'''
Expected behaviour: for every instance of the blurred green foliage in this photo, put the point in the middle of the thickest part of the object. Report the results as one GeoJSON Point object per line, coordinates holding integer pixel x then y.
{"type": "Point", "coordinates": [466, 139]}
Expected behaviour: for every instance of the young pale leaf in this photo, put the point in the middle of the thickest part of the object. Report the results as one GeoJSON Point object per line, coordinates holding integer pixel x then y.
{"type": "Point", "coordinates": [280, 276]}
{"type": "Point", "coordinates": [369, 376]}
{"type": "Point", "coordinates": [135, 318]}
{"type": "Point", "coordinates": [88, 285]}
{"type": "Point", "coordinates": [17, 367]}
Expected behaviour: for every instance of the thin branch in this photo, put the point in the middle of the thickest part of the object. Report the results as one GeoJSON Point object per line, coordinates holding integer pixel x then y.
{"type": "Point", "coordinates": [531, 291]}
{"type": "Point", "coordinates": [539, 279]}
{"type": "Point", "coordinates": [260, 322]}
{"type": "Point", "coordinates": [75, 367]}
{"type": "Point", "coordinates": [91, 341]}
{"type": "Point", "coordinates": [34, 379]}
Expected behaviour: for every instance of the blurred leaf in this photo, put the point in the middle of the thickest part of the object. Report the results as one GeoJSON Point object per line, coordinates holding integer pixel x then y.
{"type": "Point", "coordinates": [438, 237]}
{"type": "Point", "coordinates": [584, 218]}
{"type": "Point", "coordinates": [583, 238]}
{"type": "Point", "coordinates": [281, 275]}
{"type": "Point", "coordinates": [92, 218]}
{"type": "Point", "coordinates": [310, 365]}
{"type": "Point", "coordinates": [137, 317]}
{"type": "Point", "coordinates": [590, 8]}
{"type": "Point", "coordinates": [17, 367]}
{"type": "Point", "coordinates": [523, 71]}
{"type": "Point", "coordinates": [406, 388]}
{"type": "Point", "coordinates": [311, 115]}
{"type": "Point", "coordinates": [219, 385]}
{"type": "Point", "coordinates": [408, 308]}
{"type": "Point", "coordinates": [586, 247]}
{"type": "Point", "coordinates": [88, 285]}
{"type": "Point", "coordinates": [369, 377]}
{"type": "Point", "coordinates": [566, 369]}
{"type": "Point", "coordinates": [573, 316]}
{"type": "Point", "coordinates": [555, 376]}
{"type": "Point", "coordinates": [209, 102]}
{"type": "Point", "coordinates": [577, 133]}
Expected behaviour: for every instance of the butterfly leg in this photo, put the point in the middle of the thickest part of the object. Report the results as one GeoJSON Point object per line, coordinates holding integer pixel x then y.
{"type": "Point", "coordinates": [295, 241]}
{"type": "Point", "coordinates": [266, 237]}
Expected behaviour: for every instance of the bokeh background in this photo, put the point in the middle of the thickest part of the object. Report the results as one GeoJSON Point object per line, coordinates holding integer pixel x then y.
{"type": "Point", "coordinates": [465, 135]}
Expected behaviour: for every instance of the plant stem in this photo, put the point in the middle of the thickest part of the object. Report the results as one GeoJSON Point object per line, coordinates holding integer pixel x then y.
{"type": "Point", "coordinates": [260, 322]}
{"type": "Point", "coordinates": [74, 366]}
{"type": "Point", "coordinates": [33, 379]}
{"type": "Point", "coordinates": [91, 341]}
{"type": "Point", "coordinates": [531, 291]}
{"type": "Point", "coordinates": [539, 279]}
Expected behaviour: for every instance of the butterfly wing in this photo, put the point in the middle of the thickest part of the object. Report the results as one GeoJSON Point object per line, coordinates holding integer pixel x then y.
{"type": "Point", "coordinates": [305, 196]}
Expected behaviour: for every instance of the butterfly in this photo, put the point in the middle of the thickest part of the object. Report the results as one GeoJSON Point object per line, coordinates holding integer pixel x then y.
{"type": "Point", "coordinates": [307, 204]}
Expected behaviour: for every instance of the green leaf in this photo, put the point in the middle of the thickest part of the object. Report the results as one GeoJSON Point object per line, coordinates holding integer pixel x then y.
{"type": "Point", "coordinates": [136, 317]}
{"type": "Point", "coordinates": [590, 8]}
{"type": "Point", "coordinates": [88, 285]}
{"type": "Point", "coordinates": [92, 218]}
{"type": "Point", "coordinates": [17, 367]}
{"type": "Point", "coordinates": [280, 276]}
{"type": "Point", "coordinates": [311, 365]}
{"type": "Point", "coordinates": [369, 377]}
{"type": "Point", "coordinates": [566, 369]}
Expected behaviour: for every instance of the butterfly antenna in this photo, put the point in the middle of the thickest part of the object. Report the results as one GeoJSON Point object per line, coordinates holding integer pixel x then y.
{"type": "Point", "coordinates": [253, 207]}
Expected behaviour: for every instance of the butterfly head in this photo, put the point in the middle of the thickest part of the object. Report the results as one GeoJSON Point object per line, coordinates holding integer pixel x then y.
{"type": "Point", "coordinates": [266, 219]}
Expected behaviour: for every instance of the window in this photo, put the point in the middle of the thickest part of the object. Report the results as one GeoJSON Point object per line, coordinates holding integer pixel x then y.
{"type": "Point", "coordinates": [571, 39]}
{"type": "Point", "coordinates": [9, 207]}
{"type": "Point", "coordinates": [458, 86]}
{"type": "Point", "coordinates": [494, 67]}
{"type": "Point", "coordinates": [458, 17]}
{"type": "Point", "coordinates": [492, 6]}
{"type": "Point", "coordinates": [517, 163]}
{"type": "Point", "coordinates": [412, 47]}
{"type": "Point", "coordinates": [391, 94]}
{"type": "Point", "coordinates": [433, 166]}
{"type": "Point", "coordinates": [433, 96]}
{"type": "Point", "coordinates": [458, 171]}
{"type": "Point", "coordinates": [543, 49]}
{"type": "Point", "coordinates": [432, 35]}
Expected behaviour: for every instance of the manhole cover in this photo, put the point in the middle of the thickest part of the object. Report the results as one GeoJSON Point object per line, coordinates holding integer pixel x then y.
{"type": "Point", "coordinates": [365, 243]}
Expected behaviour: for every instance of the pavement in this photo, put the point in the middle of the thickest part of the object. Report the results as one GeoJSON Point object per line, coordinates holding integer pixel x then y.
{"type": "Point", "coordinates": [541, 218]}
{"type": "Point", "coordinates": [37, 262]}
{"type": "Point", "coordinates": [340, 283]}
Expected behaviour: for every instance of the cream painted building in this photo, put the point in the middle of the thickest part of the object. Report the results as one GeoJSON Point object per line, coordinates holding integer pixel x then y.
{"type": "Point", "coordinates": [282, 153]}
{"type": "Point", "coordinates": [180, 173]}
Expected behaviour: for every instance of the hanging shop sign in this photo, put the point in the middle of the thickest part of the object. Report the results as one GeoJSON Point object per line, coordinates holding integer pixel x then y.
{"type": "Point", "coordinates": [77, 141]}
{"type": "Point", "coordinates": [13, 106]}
'''
'''
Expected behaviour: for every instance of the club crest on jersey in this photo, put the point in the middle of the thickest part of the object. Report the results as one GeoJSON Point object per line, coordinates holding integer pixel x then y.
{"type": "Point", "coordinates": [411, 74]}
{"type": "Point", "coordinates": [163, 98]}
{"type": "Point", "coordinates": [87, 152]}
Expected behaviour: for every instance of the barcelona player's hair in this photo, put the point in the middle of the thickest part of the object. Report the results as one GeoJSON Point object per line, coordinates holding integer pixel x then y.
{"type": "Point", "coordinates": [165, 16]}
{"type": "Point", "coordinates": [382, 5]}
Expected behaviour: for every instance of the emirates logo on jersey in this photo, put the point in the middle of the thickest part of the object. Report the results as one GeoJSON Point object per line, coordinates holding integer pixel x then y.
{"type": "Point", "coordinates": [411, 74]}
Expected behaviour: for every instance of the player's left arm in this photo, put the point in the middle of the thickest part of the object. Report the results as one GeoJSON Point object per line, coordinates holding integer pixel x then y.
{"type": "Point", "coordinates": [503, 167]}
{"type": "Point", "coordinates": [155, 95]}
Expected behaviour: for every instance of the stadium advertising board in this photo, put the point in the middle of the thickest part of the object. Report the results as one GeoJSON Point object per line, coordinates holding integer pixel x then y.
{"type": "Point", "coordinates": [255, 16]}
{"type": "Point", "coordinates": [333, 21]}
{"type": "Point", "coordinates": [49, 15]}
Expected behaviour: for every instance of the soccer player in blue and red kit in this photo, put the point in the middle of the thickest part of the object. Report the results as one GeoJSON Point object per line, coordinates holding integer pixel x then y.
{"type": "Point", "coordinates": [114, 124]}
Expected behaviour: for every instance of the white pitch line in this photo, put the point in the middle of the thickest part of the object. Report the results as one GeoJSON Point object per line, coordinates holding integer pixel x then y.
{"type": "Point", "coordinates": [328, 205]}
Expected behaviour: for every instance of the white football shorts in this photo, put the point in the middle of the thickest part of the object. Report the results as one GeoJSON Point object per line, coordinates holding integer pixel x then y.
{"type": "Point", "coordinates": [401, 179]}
'''
'''
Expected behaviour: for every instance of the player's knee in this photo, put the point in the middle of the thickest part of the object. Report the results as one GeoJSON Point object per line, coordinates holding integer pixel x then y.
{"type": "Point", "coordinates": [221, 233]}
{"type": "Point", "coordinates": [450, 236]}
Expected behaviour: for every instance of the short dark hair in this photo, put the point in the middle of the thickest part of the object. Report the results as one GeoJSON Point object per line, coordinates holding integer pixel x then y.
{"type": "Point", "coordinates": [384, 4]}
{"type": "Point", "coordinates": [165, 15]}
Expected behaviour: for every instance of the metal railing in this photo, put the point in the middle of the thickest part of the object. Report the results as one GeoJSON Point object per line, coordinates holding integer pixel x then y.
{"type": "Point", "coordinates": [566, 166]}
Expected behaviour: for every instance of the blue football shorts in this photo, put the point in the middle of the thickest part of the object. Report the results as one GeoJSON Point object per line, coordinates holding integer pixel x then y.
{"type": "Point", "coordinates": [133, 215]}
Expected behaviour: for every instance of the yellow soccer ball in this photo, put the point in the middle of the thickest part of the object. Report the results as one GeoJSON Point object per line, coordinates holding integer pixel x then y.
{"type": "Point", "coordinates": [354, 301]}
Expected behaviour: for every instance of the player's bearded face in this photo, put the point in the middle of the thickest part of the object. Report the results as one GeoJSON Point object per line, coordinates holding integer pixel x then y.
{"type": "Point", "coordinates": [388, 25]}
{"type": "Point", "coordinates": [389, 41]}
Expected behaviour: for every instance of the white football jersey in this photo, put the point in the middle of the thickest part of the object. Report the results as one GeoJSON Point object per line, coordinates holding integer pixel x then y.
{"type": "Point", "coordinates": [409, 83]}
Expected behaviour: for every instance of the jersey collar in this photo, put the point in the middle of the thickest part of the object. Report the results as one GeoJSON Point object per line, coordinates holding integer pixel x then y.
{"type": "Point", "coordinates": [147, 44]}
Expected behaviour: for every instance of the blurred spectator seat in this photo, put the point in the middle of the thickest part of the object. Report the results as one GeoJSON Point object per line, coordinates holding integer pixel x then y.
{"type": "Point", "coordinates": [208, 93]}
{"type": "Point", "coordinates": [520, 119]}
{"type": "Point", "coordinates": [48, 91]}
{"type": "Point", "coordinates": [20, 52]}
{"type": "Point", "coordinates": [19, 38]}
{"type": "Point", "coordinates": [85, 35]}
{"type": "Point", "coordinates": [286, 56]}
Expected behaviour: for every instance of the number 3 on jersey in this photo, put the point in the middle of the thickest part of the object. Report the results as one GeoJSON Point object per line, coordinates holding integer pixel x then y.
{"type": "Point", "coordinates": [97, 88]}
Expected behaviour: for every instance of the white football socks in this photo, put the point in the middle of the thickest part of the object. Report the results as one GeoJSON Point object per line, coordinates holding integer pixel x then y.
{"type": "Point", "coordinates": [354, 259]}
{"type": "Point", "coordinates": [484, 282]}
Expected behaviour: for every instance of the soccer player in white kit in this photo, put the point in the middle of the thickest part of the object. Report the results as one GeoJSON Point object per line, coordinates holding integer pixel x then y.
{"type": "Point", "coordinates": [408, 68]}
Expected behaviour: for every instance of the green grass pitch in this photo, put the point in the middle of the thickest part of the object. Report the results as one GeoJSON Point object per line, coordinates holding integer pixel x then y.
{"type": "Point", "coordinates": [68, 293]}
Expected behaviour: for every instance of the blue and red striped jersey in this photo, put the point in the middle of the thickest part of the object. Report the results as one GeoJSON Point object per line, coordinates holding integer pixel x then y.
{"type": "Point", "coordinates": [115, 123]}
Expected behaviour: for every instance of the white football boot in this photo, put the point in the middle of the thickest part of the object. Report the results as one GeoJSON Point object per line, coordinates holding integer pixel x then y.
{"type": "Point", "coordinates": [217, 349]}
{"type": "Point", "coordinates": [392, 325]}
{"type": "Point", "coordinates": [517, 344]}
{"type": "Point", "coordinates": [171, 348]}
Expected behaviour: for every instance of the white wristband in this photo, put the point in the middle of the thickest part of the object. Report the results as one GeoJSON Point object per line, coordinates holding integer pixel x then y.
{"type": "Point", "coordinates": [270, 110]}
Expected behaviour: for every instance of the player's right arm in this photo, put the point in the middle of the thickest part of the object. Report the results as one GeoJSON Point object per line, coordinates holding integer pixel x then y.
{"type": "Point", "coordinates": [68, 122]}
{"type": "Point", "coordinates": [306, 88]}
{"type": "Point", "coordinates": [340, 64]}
'''
-- STATED EXERCISE --
Find each line in the material above that contains the string "green", and copy those lines. Case counts.

-- TASK ANSWER --
Expected behaviour: for every instance of the blurred green foliage in this photo, put the point in the middle of the thickest part of the object. Report the results as one GeoJSON Point object per line, coordinates holding integer pixel x then y.
Expected behaviour: for every instance of the green leaf in this photo, put the point in the middle of the thickest part of the object. Report the results as one GeoJSON Point object per line, coordinates holding integer pixel x then y.
Expected behaviour: for every instance of the green grass pitch in this photo, put the point in the middle of the thickest part of the object. Report the results as one GeoJSON Point object per line, coordinates holding integer pixel x then y.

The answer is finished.